§ DATA RECORDS
########

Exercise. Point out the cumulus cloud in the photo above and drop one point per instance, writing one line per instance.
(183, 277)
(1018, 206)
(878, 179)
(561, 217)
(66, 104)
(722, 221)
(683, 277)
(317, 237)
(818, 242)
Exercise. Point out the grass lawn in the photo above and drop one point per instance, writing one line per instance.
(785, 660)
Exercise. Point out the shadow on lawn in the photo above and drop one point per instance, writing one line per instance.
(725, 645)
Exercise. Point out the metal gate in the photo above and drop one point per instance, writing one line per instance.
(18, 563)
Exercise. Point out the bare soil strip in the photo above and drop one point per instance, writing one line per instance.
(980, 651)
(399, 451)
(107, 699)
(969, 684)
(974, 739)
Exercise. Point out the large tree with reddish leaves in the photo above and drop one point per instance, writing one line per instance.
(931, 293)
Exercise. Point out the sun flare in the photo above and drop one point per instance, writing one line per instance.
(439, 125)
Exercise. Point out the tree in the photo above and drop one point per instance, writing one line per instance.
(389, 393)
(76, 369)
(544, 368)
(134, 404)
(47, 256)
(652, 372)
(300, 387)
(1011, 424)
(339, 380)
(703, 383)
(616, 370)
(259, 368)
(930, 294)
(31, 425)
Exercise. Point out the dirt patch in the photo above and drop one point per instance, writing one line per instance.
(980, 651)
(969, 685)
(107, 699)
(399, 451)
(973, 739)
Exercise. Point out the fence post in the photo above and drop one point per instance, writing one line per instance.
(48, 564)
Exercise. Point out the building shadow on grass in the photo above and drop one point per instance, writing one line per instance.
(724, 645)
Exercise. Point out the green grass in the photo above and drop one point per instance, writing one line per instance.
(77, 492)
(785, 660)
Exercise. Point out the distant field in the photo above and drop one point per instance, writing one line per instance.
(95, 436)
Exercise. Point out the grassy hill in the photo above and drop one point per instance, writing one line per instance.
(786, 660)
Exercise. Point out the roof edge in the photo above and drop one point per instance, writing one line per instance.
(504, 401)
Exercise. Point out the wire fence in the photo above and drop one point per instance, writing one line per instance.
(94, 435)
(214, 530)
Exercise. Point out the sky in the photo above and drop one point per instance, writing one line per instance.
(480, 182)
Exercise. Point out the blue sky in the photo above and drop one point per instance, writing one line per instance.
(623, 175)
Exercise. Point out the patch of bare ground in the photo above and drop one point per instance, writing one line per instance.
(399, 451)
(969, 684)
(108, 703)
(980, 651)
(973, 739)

########

§ JOB
Copy out everything from the line containing "Exercise. Point out the grassy" down to the last line of the items, requests included. Adjust every coordinate in the answers by adding -65 to it.

§ SOLVED EXERCISE
Exercise. Point out the grassy hill in the photo above and drop one point per instance, writing one line per instance.
(721, 595)
Exercise. Point out the roof edge in the photo above and drop one point per instance, writing one line per instance.
(439, 336)
Exercise. Point out the wire fence in the photo above and drop one point per instance, writing one line per instance.
(29, 370)
(149, 465)
Exercise. Point out the sky in the photo above and drop one point per instance, writing one line per instance.
(415, 117)
Exercise. Point out the blue sky in the photo above and drop one point per instance, writing one line per instance.
(558, 110)
Exercise. Point out the patch of bare ground in the photo above and drop one point per instance, writing one line per instance.
(334, 386)
(904, 619)
(43, 638)
(915, 586)
(908, 674)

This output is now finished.